▶ STATED EXERCISE
Locate each line in the listing below that contains the string "brim" and copy those lines.
───
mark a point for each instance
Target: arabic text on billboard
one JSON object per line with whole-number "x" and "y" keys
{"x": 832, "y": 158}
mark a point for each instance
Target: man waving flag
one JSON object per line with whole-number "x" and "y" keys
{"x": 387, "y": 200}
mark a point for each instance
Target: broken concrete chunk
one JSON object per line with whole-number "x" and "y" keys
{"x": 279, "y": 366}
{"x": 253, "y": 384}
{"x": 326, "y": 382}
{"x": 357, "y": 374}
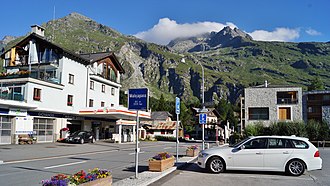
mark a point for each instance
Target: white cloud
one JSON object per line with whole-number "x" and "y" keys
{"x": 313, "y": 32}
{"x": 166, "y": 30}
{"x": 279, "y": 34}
───
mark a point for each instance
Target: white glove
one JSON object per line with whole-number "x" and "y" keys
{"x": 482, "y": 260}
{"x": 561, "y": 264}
───
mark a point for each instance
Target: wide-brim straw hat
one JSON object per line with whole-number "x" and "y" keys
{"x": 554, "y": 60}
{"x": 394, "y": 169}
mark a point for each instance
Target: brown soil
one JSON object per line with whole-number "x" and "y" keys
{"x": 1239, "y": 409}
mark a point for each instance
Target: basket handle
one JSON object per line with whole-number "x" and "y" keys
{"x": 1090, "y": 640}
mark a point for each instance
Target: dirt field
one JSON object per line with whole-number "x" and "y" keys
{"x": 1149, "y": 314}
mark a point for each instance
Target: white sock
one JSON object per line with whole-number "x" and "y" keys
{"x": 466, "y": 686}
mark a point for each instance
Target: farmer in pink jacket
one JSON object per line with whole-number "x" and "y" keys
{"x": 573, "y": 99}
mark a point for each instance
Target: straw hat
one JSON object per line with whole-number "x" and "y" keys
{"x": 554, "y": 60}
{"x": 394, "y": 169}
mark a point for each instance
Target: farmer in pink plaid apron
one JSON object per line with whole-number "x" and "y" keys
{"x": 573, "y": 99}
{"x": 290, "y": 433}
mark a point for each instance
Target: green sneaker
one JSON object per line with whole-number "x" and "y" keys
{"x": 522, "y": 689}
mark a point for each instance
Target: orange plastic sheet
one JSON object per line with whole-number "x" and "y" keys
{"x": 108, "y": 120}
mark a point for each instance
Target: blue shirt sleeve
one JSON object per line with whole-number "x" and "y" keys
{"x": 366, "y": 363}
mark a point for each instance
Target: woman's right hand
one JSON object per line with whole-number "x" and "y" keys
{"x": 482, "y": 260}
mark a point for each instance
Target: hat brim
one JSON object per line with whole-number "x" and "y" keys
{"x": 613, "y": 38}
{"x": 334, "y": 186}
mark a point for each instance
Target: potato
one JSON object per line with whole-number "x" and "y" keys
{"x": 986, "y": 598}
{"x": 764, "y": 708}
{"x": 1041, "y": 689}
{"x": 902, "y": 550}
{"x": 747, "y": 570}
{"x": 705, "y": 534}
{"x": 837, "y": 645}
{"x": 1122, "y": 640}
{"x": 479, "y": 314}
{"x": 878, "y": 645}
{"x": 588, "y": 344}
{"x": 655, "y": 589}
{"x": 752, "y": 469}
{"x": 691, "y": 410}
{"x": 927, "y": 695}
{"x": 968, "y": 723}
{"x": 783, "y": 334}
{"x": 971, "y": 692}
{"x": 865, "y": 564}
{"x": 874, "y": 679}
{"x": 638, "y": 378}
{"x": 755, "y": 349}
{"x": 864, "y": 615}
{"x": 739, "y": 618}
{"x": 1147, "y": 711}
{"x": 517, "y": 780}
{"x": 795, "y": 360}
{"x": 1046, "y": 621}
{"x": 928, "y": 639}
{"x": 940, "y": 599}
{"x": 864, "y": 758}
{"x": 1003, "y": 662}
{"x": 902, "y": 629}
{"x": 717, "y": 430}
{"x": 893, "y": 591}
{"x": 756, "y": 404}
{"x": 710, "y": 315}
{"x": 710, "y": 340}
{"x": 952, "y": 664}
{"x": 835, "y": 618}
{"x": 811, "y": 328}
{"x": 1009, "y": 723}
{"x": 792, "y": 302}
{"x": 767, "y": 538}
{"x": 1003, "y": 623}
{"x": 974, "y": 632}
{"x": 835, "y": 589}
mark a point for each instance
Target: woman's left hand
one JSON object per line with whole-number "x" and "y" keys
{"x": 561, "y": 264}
───
▶ RESULT OF THIS TASK
Target: wide-brim straw hat
Target: hat brim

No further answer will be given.